[Start of section]

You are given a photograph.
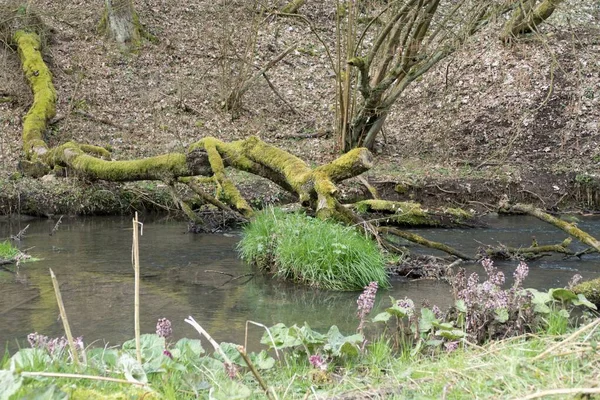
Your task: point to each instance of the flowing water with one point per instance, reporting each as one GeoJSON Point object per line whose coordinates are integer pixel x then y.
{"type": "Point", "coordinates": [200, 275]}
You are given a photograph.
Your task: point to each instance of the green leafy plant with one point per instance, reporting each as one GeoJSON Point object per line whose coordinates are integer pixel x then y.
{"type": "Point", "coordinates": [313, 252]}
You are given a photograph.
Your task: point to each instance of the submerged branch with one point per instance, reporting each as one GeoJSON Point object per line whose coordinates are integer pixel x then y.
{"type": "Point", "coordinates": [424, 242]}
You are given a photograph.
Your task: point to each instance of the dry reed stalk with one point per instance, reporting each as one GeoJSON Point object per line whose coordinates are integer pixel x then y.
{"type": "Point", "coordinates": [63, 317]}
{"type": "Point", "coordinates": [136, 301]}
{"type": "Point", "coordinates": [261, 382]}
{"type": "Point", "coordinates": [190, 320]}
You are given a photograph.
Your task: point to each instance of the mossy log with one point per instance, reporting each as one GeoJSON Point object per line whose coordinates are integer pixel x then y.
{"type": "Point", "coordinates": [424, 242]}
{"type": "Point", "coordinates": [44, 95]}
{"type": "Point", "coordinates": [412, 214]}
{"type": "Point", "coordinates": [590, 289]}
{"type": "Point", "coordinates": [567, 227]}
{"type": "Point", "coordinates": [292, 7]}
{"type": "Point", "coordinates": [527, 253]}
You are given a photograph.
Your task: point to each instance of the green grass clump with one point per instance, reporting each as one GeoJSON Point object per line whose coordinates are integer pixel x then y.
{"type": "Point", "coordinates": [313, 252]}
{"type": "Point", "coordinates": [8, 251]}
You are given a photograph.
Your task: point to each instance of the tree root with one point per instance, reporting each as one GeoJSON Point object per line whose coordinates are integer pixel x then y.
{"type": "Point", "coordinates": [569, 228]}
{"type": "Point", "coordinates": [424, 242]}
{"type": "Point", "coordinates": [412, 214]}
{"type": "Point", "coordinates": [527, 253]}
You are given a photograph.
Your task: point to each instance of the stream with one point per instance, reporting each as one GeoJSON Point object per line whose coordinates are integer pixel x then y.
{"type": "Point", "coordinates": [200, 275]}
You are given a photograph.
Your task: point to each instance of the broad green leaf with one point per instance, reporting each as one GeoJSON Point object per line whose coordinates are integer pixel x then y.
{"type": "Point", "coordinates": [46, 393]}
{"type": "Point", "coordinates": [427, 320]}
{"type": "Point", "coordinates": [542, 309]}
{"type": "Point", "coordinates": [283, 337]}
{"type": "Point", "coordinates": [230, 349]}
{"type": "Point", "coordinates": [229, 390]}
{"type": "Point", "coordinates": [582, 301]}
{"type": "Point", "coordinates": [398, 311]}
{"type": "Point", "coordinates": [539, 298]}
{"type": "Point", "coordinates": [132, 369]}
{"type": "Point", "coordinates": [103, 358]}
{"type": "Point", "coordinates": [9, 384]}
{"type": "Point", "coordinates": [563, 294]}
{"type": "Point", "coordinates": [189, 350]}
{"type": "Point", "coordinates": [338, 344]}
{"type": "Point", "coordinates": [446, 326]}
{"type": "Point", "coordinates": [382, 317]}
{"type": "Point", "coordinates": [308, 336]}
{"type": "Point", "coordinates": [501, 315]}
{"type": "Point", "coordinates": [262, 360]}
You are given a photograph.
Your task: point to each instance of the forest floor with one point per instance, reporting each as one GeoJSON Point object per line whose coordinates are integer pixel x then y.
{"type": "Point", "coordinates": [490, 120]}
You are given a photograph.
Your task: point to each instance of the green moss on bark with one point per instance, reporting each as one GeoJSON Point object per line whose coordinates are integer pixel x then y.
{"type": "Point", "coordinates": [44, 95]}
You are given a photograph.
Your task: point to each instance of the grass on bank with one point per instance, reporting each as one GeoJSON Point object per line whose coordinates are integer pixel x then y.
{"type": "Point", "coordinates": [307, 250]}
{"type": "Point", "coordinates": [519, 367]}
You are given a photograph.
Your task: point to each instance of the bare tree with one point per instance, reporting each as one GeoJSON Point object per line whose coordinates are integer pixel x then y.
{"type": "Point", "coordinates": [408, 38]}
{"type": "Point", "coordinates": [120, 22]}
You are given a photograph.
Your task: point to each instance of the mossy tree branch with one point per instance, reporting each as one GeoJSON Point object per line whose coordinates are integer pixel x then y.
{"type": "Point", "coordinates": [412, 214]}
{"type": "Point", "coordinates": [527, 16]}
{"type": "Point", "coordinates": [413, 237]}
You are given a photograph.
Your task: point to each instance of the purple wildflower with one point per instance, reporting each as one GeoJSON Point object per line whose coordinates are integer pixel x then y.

[End of section]

WHAT IS EXPECTED - Copy exactly, and only, the lines from the line that contains "Your task: point to each instance of the grass" through the end of the data above.

COMPLETED EXERCISE -
Your task: point to each instance of the grass on bank with one point per instance, reporting each as one GeoJSON Point object per line whose coordinates are integer pixel x then y.
{"type": "Point", "coordinates": [307, 250]}
{"type": "Point", "coordinates": [519, 367]}
You are given a photograph.
Your task: point to each instance of the bare tree with one point per instance, reporting each as one GeoJSON Point object per line whose coordinates are integer pixel x then y.
{"type": "Point", "coordinates": [408, 38]}
{"type": "Point", "coordinates": [120, 22]}
You are given a photograph.
Your task: point to each instance of the mossy tree branch with one point per instance, reporting each as one GeoJSON Point object per line whose coordinates are integer pixel x then y.
{"type": "Point", "coordinates": [412, 214]}
{"type": "Point", "coordinates": [527, 16]}
{"type": "Point", "coordinates": [413, 237]}
You are given a photograph.
Your task: point to each instance of the purple wildflower with one point per instance, reporting each as one GeoJSON Point object per line whose coordinates are integer pixel x then y.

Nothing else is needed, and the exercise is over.